Location labeling records =>
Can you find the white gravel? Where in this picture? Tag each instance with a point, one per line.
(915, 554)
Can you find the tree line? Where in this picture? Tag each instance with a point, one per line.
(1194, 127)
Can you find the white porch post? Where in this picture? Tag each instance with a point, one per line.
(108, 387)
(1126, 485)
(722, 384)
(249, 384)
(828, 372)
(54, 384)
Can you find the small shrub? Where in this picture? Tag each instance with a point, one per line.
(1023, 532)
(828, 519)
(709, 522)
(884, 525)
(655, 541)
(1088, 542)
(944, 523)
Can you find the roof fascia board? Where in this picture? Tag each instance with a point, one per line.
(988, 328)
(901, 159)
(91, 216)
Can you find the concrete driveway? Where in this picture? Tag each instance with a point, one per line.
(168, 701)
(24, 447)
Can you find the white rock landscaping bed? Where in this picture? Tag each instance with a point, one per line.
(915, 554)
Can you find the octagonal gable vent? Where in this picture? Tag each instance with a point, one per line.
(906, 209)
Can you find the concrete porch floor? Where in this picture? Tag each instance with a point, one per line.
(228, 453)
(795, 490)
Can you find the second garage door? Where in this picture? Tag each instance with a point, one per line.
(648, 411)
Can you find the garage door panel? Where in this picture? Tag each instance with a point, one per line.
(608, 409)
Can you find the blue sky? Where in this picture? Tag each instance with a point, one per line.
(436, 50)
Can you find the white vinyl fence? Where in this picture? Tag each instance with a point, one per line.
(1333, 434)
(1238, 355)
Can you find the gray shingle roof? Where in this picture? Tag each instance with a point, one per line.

Aim => Write out all of the records above, copying every line word for word.

Solution for this exercise =>
Can you find the white gravel? Where in this picture? Tag each instance with a point, one per line.
(915, 554)
Can you find the tree line? Where in this picture? Tag each instance with a point, one per line.
(1194, 127)
Can you find the white porch post? Where in this picture? Tag each instance with a point, one per line.
(108, 387)
(1126, 485)
(722, 384)
(249, 384)
(828, 372)
(54, 384)
Can you find the small shrub? Where in this picture? Tag each instance with a point, one per line.
(1023, 532)
(828, 519)
(709, 522)
(884, 525)
(655, 541)
(1088, 542)
(944, 523)
Can you find the roof fascia board? Where in this picture? Tag each instance with a point, one per line.
(988, 328)
(901, 159)
(91, 216)
Can you find the concrete driveway? Where in this picture? Tag each instance with a point, one per line.
(168, 701)
(24, 447)
Can you find the white rock landscaping bed? Where in this picture? Tag each instance with a point, one per line.
(915, 554)
Can you find the octagonal gable vent? Where in this picture? Tag each instance with a point, one per line.
(906, 209)
Can you find the concrete porch floor? Where in this picture? Tag each instance with a point, one per line.
(228, 453)
(795, 490)
Can you find the second garage door? Where in this picture? Tag each instance with a point, one per line.
(648, 411)
Can you find the garage door panel? Where in this picture? Tag each instance with a point, one per line.
(608, 409)
Can you find the blue sky? Where in this picture? Tag each instance with a point, one per line.
(436, 50)
Can you find the white vinyl fence? Where in this picture? Tag each instance with a point, one per line.
(1333, 434)
(1238, 355)
Can you find the gray shingle roof? Where in this picture? Tag each instance with a point, one per line.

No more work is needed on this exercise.